The moment was so refreshing because I often struggle with explaining concepts clearly enough so others understand what’s in my head. Shoot, sometimes I have to break it down to my own self. Forget le mot juste for writing. Teachers struggle to find the right word all the time. But it was obvious that day that Mike and the guys and I connected as a group. It was obvious they were having fun with the prompt. Thinking of that day gets me through the not-so-smooth graduate program days. When I was in undergrad, my professors told us one of the greatest moments is when the bulb over a student’s head lights up during class. I too can say I’ve experienced this with a student in a classroom, and they were right: it’s wonderful.

Cedric Rudolph

The Poem is A Gun

I’ve come back to ACJ. I taught three semesters and then left. I busied with post-MFA life—multiple jobs, attempting to craft at night, etc. About six months out of the Words Without Walls program, I started to feel disconnected. I didn’t miss poetry. I didn’t miss a classroom. I still, in various realms, had these things. What I missed was sitting in a circle with strong, kind men and women who need this art. Human beings who take a pencil to paper and know each word they craft is a step to recovery, to re-purposing the story they’ve already fallen into.

 What I miss doesn’t compare to what they miss. This month my student walked into the classroom saying he had a terrible week. When asked why, he answered, my mother died. No matter what I teach about the necessity of words, there is nothing to fill this moment.

Still, he comes each week. He is consistently one of the most engaged and dedicated writers. When we tell him it might be too soon he responds I need to get this out. He is brave in a way that embarrasses my own writing.

Two weeks ago a new student joined my class. He is stoic and tall. He looks like a baseball player, the kind who would tuck a mitt into his back pocket and all the girls would watch. His first class he doesn’t talk. When he comes back the following week, he places his notebook in my hands. Half is full. He spends the final hour of class telling me of helping his dying friend in jail, carrying him from cell to cell. He describes the smell of decay, asks, can I write from the perspective of these walls? He leans in close, nervously flips his notebook pages. I think not only of what these men and women miss, but what we miss about these men and women. What we forget. What we never see. He towers over me and his eyes are eager, alive, as he whispers, I’ve had a gun pointed at me. I’m not afraid. I can talk my way out of it. But writing these poems, I’m scared. I’m more scared than a gun right at my chest. I haven’t felt vulnerable in a long time and I can’t stop wanting this feeling now. I can’t stop writing.

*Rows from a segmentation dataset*

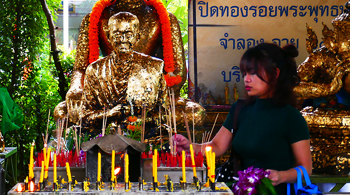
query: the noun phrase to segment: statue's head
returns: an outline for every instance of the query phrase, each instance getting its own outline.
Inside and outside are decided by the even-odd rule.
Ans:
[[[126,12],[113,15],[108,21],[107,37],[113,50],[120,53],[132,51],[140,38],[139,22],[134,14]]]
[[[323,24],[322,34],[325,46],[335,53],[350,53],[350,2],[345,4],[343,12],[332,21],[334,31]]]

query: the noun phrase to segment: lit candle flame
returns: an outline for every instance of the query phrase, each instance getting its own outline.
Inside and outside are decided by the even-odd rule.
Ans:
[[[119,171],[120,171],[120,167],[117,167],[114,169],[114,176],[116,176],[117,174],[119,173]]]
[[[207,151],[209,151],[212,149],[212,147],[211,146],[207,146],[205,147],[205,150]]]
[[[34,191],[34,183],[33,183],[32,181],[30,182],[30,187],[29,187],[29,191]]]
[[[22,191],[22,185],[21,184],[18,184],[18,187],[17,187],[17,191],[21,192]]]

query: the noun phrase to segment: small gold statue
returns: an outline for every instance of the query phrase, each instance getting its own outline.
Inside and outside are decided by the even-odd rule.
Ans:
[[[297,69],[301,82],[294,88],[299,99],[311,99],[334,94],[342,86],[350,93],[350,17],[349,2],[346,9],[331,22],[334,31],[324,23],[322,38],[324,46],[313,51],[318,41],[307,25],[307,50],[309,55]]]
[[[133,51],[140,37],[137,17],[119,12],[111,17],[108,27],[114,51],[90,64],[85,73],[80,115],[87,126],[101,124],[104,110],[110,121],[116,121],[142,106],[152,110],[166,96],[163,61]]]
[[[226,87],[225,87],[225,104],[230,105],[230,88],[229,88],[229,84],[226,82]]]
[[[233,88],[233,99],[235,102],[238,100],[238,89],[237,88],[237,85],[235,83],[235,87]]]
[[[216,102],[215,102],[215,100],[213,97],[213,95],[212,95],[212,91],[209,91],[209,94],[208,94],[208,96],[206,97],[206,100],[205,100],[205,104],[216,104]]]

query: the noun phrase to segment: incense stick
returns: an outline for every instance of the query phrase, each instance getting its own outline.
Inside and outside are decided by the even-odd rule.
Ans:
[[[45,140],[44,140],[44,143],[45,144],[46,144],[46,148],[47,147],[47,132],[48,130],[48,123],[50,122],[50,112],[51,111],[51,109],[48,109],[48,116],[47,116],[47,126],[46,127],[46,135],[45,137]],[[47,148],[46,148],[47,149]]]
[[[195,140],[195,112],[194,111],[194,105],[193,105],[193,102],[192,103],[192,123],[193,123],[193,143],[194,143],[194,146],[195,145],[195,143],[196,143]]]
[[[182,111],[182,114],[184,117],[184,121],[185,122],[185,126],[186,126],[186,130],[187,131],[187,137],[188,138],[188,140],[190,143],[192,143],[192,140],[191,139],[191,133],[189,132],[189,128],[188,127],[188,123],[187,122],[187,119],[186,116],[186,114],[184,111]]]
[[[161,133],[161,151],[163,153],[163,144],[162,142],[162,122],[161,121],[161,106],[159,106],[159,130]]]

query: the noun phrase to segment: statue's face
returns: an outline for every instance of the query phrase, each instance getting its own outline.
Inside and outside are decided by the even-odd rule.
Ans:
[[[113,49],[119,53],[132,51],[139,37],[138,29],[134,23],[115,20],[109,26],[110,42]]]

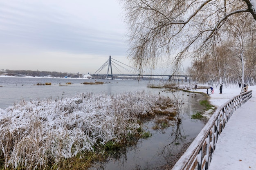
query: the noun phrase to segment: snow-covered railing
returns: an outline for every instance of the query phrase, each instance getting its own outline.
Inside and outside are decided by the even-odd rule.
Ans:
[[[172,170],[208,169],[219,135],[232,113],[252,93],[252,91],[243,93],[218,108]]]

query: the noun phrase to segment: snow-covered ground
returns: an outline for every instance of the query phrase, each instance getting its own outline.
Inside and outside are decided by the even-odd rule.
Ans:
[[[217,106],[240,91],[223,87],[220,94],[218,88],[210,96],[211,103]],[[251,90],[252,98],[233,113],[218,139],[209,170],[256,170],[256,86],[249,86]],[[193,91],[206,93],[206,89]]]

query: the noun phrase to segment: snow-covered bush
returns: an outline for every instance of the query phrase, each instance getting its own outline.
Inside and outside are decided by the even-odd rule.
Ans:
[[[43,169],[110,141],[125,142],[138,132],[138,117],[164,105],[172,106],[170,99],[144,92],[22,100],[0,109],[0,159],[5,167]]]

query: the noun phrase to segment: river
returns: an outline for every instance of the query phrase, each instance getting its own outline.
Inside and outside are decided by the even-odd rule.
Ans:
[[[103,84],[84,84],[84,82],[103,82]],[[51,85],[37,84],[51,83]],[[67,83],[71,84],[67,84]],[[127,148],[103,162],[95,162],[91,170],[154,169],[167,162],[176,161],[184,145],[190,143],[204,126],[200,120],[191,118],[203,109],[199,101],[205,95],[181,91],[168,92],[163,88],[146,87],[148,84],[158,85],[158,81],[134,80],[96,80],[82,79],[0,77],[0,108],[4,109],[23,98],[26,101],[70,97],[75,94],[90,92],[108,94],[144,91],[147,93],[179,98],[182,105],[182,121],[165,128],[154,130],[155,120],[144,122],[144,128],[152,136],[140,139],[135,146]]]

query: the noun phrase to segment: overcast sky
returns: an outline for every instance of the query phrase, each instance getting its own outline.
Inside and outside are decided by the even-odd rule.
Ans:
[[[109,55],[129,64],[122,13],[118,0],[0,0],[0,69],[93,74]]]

*TASK GOAL*
Transcribe the passage on teaching writing above from "The Poem is" to "already fallen into.".

*EXERCISE RESPONSE*
The Poem is A Gun

I’ve come back to ACJ. I taught three semesters and then left. I busied with post-MFA life—multiple jobs, attempting to craft at night, etc. About six months out of the Words Without Walls program, I started to feel disconnected. I didn’t miss poetry. I didn’t miss a classroom. I still, in various realms, had these things. What I missed was sitting in a circle with strong, kind men and women who need this art. Human beings who take a pencil to paper and know each word they craft is a step to recovery, to re-purposing the story they’ve already fallen into.